Task instructions:
Print out the entries, word for word.
○ ○ ○ ○ ○
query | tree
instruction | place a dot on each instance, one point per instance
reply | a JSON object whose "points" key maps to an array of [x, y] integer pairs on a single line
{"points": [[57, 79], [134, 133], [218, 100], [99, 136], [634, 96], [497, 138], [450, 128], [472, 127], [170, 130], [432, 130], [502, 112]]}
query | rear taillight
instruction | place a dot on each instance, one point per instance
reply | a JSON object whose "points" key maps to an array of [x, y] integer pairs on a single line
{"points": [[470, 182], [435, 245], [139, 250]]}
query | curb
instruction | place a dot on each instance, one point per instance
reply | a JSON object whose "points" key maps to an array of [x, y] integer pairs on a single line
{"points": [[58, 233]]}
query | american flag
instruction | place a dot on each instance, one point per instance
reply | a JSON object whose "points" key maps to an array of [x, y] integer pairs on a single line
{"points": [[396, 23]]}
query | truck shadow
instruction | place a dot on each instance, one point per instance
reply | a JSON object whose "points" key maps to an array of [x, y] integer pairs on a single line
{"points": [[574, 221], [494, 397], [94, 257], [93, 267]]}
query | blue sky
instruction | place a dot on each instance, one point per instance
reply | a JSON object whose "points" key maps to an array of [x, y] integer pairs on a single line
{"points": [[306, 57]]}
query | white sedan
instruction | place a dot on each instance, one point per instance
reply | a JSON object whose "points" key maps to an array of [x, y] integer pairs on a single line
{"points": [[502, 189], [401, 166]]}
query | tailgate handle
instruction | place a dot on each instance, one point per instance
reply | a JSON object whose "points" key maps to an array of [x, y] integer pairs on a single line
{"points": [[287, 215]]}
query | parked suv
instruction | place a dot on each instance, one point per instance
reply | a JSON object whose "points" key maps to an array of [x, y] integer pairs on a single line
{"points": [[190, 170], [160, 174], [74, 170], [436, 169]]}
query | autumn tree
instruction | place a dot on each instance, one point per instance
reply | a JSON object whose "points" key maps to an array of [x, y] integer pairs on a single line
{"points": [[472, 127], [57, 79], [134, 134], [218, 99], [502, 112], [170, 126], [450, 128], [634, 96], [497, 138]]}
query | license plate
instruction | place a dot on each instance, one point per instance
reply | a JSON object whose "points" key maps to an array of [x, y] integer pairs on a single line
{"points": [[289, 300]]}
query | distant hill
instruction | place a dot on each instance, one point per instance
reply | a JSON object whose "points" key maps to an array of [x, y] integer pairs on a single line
○ ○ ○ ○ ○
Task answer:
query | tree
instruction | place a dot on each instance, one point per instance
reply | a JSON object whose "points" key maps to an array of [x, y] integer pairs on a single line
{"points": [[57, 79], [134, 133], [218, 100], [99, 136], [634, 96], [497, 138], [450, 128], [472, 127], [170, 130], [432, 130], [502, 112]]}
query | rear taillight
instruction | place a dot on each instance, one point per instance
reply | a JSON object whose "points" key maps to an array of [x, y] integer pairs on a single line
{"points": [[470, 182], [435, 245], [139, 250]]}
query | curb
instruction | place a dot on each instance, one point per instance
reply | a JSON object whose "points" key maps to an array of [x, y] integer pairs on a single line
{"points": [[58, 233]]}
query | american flag
instruction | place a dot on each instance, one point per instance
reply | a JSON object whose "points" key maps to an array of [x, y] integer pairs on a single line
{"points": [[396, 23]]}
query | truck shadow
instruction | place a dot on each instance, one point per instance
reply | a JSON object whose "points" key maps to an array of [x, y] integer pairs on a single line
{"points": [[574, 221], [494, 397], [94, 257], [93, 267]]}
query | blue sky
instruction | place a dot on each instance, one point per instance
reply | a JSON object whose "points" key maps to an array of [x, y] integer pairs on a single line
{"points": [[306, 57]]}
query | white sedan
instruction | place a dot on each instance, one point per instance
reply | a JSON object whose "points" key maps to an array of [x, y] integer pairs on a single line
{"points": [[502, 189], [401, 166]]}
query | tailgate handle
instruction | place a dot on each instance, one point per instance
reply | a JSON object whose "points" key maps to an array of [x, y] integer pairs on a single line
{"points": [[287, 215]]}
query | parked suv
instruction | place a dot on each instance, one point per instance
reply | a JSON object whose "points" key maps to an array of [x, y] integer pairs on a single line
{"points": [[190, 170], [160, 174], [74, 170], [436, 169]]}
query | autumn tree
instruction | place a dot on each instance, one point per instance
reply | a JSON object whose "points" key maps to an array of [x, y] integer pairs on a single line
{"points": [[472, 127], [57, 79], [134, 134], [218, 99], [502, 112], [170, 126], [450, 128], [634, 96], [497, 138]]}
query | license plate
instruction | place a dot on each instance, one point per instance
reply | a JSON object whose "points" key maps to an array of [x, y] integer pairs on a single line
{"points": [[289, 300]]}
query | distant hill
instruction | place a dot on each instance, one point per instance
reply | a JSON object whose "points" key maps to an array of [x, y] integer pairs on a single line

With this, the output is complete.